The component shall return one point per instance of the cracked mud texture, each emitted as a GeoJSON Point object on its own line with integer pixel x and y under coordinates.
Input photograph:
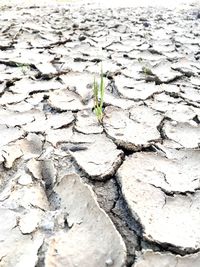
{"type": "Point", "coordinates": [74, 192]}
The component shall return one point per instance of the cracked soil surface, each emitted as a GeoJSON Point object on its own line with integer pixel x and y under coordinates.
{"type": "Point", "coordinates": [74, 192]}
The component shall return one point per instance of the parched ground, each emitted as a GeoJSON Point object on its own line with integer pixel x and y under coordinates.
{"type": "Point", "coordinates": [74, 192]}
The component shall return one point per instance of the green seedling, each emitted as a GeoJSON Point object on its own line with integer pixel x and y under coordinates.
{"type": "Point", "coordinates": [23, 67]}
{"type": "Point", "coordinates": [147, 71]}
{"type": "Point", "coordinates": [98, 91]}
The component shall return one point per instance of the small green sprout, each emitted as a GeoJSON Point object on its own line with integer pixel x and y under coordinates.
{"type": "Point", "coordinates": [98, 91]}
{"type": "Point", "coordinates": [147, 71]}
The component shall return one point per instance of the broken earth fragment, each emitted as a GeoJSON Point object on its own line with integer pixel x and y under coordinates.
{"type": "Point", "coordinates": [150, 258]}
{"type": "Point", "coordinates": [106, 160]}
{"type": "Point", "coordinates": [151, 194]}
{"type": "Point", "coordinates": [132, 129]}
{"type": "Point", "coordinates": [87, 242]}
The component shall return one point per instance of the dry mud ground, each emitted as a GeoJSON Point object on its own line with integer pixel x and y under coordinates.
{"type": "Point", "coordinates": [74, 192]}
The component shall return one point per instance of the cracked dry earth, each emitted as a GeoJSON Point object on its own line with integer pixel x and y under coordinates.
{"type": "Point", "coordinates": [77, 193]}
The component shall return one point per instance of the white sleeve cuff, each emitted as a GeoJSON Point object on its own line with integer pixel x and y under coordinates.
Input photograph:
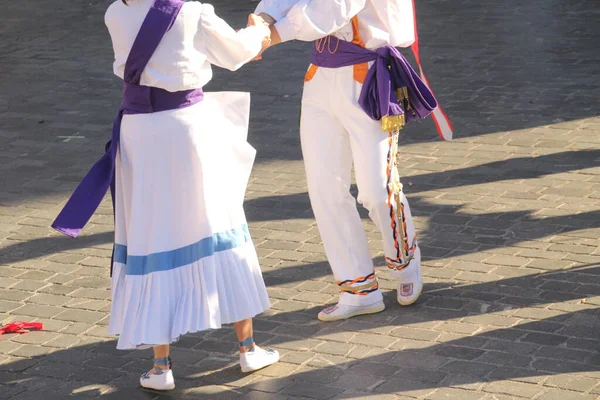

****************

HOW TO COMPLETE THIS TASK – Go to the line that contains "the cracked dry" and copy exactly from there through the last line of the records above, both included. Omit pictures.

WRITTEN RESPONSE –
The component shall return one point per instance of the cracked dry earth, each emitted as a GeoJSON Point object on its own line with integer pixel x and y under coordinates.
{"type": "Point", "coordinates": [77, 193]}
The component shall return one point per instance of the white sleeve cuff, each emitted as a GeoJSON Point object on its own line with integer pixel x and y under coordinates.
Input photograph:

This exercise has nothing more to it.